How to complete this task: Write out the data word for word, taking care that no picture is carried over.

START Entries supplied

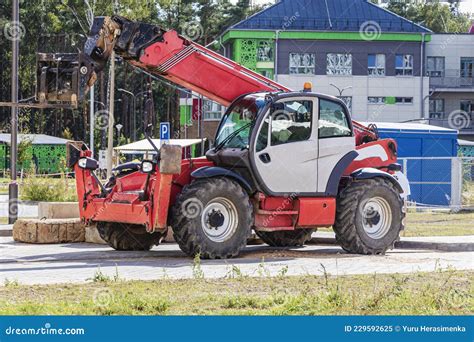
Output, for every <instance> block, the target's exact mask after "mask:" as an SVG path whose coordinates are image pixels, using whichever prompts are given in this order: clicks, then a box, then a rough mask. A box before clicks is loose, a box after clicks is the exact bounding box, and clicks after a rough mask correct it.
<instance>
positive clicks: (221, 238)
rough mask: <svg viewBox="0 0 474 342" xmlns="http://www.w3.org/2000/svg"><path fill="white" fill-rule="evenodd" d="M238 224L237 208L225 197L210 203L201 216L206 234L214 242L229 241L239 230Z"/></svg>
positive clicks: (209, 202) (213, 201)
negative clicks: (236, 232) (224, 197)
mask: <svg viewBox="0 0 474 342" xmlns="http://www.w3.org/2000/svg"><path fill="white" fill-rule="evenodd" d="M238 222H239V218H238V213H237V208H236V207H235V205H234V204H233V203H232V202H231V201H229V200H228V199H226V198H223V197H218V198H215V199H213V200H212V201H210V202H209V203H208V204H207V205H206V207H205V208H204V209H203V211H202V215H201V225H202V228H203V230H204V234H206V236H207V237H208V238H209V239H210V240H211V241H213V242H224V241H227V240H228V239H229V238H230V237H232V235H233V234H234V233H235V231H236V230H237V225H238Z"/></svg>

END Entries supplied

Solution for this task:
Output, for every <instance> block, the target's exact mask after "mask:" as an SVG path whose coordinates are image pixels, using whichever prompts are given in this order: clicks, then a box, then a rough mask. A box before clicks is loose, a box after clicks is the exact bounding box, and clicks after a rough mask correct it.
<instance>
positive clicks: (221, 238)
rough mask: <svg viewBox="0 0 474 342" xmlns="http://www.w3.org/2000/svg"><path fill="white" fill-rule="evenodd" d="M238 224L237 208L225 197L210 203L201 216L206 234L214 242L229 241L239 230Z"/></svg>
positive clicks: (209, 202) (213, 201)
negative clicks: (236, 232) (224, 197)
mask: <svg viewBox="0 0 474 342" xmlns="http://www.w3.org/2000/svg"><path fill="white" fill-rule="evenodd" d="M238 222H239V218H238V213H237V208H236V207H235V205H234V204H233V203H232V202H231V201H229V200H228V199H226V198H223V197H218V198H215V199H213V200H212V201H210V202H209V203H208V204H207V205H206V207H205V208H204V209H203V211H202V215H201V225H202V228H203V230H204V234H206V236H207V237H208V238H209V239H210V240H211V241H213V242H224V241H227V240H228V239H229V238H230V237H232V235H233V234H234V233H235V231H236V230H237V225H238Z"/></svg>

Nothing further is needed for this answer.